PROBLEM STATEMENT » Extract all lines in the data that contain the word "lapel".
━━ EXTRACTED RECORDS
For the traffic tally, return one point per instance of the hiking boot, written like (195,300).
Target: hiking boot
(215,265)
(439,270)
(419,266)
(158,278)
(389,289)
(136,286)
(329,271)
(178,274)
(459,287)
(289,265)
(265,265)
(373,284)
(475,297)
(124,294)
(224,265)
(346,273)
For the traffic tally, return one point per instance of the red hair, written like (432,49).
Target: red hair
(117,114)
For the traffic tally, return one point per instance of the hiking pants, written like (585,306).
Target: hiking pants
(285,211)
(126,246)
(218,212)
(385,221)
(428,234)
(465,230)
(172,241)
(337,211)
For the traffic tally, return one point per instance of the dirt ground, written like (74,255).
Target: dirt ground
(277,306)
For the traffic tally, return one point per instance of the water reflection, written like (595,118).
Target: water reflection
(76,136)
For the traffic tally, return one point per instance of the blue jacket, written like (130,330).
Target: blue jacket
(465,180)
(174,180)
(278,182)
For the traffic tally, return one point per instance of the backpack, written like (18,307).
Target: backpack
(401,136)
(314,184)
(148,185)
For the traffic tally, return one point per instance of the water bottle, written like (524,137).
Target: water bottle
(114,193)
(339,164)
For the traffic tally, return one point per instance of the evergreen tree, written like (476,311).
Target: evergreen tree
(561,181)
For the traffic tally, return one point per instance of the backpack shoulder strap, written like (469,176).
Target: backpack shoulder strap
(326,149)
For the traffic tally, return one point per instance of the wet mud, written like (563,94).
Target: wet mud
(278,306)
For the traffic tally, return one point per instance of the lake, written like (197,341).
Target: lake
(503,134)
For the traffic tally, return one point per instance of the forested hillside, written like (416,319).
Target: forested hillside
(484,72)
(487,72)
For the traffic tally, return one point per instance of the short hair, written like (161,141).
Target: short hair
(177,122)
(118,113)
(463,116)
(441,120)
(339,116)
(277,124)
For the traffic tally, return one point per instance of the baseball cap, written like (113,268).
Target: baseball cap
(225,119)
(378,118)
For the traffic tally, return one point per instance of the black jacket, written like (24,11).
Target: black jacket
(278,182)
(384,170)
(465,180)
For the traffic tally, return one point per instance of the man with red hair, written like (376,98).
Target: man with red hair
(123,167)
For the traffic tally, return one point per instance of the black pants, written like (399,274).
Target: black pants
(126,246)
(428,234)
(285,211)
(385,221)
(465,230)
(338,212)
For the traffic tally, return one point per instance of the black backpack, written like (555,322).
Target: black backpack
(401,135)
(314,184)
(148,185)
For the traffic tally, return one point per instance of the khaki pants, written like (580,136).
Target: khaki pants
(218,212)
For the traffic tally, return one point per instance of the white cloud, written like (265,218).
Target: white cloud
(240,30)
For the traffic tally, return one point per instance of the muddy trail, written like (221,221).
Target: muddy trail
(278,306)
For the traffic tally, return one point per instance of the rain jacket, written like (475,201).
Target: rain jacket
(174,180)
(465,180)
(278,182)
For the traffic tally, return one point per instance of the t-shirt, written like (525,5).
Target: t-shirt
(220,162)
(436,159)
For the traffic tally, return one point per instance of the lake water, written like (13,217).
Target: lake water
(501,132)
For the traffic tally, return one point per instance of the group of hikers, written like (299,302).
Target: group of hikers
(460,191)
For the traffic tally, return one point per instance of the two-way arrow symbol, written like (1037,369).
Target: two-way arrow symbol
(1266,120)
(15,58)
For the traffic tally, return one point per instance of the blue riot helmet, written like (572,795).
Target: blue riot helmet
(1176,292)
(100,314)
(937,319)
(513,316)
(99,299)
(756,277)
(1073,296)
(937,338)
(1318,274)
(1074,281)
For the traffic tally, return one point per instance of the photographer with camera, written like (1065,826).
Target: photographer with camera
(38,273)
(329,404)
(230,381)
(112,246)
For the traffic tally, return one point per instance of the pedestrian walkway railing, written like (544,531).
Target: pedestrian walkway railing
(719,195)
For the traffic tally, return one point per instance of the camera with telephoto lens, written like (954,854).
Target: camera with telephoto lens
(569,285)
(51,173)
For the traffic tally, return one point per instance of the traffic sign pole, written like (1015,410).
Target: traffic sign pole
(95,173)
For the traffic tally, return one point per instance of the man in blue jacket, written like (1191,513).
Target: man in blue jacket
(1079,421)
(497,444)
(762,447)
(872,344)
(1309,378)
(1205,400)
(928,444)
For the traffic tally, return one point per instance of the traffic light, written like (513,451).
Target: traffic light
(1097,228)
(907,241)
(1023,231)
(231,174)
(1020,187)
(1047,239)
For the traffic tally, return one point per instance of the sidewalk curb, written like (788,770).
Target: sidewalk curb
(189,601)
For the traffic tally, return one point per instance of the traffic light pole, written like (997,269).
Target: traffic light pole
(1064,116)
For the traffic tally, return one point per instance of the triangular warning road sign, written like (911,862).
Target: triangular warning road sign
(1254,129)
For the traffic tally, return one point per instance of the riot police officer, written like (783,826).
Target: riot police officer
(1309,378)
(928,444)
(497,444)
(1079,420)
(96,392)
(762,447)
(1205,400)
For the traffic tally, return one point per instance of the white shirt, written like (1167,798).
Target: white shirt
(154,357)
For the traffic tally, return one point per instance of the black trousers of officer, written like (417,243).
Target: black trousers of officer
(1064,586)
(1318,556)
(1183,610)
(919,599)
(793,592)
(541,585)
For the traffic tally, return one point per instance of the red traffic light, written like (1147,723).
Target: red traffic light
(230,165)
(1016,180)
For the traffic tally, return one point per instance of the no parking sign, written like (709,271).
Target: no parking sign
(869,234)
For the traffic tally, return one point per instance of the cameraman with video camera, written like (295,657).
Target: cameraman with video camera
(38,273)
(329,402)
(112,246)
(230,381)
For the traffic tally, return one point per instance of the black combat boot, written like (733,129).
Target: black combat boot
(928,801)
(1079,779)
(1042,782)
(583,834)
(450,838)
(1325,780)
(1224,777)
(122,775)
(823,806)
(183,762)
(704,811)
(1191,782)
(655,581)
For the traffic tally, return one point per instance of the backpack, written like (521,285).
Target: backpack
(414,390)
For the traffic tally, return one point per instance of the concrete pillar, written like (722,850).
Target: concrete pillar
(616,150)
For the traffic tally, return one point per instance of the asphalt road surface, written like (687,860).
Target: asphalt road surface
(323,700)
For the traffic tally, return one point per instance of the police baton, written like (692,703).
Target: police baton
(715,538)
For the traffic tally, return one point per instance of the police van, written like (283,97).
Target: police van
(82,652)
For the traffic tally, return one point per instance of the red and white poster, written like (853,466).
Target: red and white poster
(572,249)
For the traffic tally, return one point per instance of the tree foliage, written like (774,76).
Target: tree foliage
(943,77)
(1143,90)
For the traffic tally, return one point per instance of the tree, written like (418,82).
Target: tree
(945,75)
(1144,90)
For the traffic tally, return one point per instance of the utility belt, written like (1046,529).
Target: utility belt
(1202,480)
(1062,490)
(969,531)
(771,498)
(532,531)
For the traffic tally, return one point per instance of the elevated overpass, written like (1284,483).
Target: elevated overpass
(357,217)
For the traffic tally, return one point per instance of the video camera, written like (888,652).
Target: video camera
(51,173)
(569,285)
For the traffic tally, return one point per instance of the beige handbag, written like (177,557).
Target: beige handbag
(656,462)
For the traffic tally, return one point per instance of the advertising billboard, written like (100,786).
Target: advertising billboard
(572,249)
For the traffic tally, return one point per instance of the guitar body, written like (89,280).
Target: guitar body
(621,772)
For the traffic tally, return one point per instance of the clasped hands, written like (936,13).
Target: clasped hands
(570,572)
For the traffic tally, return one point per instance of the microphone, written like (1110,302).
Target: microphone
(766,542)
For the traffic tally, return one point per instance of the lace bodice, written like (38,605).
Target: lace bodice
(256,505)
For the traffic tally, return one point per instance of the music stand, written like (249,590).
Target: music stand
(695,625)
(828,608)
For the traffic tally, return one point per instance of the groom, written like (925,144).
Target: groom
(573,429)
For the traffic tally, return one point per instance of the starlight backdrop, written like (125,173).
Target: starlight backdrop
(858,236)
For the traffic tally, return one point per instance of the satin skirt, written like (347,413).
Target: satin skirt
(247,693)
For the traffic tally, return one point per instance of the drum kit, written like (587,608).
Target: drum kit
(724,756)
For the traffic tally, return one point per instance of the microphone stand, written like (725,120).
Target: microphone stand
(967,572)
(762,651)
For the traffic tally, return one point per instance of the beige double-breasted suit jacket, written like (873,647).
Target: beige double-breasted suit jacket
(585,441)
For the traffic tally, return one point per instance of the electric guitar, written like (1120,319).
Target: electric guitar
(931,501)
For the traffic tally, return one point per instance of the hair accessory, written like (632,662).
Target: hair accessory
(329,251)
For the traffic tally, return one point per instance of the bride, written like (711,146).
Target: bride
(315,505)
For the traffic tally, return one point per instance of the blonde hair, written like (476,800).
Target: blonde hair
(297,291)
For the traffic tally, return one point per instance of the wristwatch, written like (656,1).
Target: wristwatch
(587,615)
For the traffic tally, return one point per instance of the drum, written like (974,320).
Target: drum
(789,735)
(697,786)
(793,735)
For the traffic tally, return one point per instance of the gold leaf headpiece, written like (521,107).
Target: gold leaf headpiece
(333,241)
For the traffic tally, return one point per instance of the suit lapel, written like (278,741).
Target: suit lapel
━━━━
RESPONSE TO THE TASK »
For the traffic tally, return one point per instance of the suit lapel, written like (278,741).
Target: suit lapel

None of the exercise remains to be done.